ASR-enhanced speech compression

Abstract

A process for compressing an audio speech signal utilizes ASR processing to generate a corresponding text representation and, depending on confidence in the corresponding text representation, selectively applies more, less, or no compression to the audio signal. The result is a compressed audio signal, with corresponding text, that is compact and well suited for searching, analytics, or additional ASR processing.

Claims

1. A computer-implemented process for digitally compressing an audio signal that includes human speech utterances, the process comprising at least the following computer-implemented acts: (1) receiving a digitally encoded audio signal that includes human speech utterances in a first, uncompressed format; (2) identifying portions of the digitally encoded audio signal that correspond to speech utterances and, for each speech utterance, forming a corresponding uncompressed audio utterance; (3) performing automatic speech recognition (ASR) processing to produce, for each speech utterance, at least a corresponding (i) text representation and (ii) ASR confidence that represents a likelihood that the text representation accurately captures all spoken words contained in its corresponding uncompressed audio utterance; (4) for each speech utterance, if its ASR confidence exceeds a predetermined threshold value, then forming a corresponding compressed audio utterance in a highly compressed format; (5) forming an output stream that includes, for each speech utterance, at least: (i) its corresponding text representation; (ii) its corresponding ASR confidence; and (iii) either (a) its corresponding uncompressed audio utterance or (b) its corresponding compressed audio utterance, but not both (a) and (b), wherein the output stream contains (a) if the utterance's corresponding ASR confidence is less than or equal to the predetermined threshold value and (b) if the utterance's corresponding ASR confidence exceeds the predetermined threshold value.

* BRIEF 1 *
Answer these questions about the speech compression text, one line each:
(a) According to the abstract, what is the compressed audio signal with its corresponding text well suited for?
(b) In claim 1, in what format is the digitally encoded audio signal first received?
(c) What must an utterance's ASR confidence do for the output stream to contain its compressed audio utterance?
* BRIEF 2 *
Go on with the speech compression text, starting right after the end of claim 1.

* DATA BLOCK *
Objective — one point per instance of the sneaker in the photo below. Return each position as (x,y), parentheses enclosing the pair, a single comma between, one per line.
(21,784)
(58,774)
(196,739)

* EXPECTED OUTPUT 1 *
(a) Searching, analytics, or additional ASR processing.
(b) A first, uncompressed format.
(c) It must exceed the predetermined threshold value.

* EXPECTED OUTPUT 2 *
2. A process, as defined in claim 1, wherein for each speech utterance, the output stream further includes metadata computed from the corresponding uncompressed audio utterance.

3. A process, as defined in claim 1, wherein the metadata includes one or more of: identity of the speaker, gender, approximate age, and/or emotion.

4. A process, as defined in claim 1, wherein the ASR confidence values are derived from normalized likelihood scores.

5. A process, as defined in claim 1, wherein the ASR confidence values are computed using an N-best homogeneity analysis.

6. A process, as defined in claim 1, wherein the ASR confidence values are computed using an acoustic stability analysis.

7. A process, as defined in claim 1, wherein the ASR confidence values are computed using a word graph hypothesis density analysis.

8. A process, as defined in claim 1, wherein the ASR confidence values are derived from associated state, phoneme, or word durations.

9. A process, as defined in claim 1, wherein the ASR confidence values are derived from language model (LM) scores or LM back-off behaviors.

10. A process, as defined in claim 1, wherein the ASR confidence values are computed using a posterior probability analysis.

11. A process, as defined in claim 1, wherein the ASR confidence values are computed using a log-likelihood-ratio analysis.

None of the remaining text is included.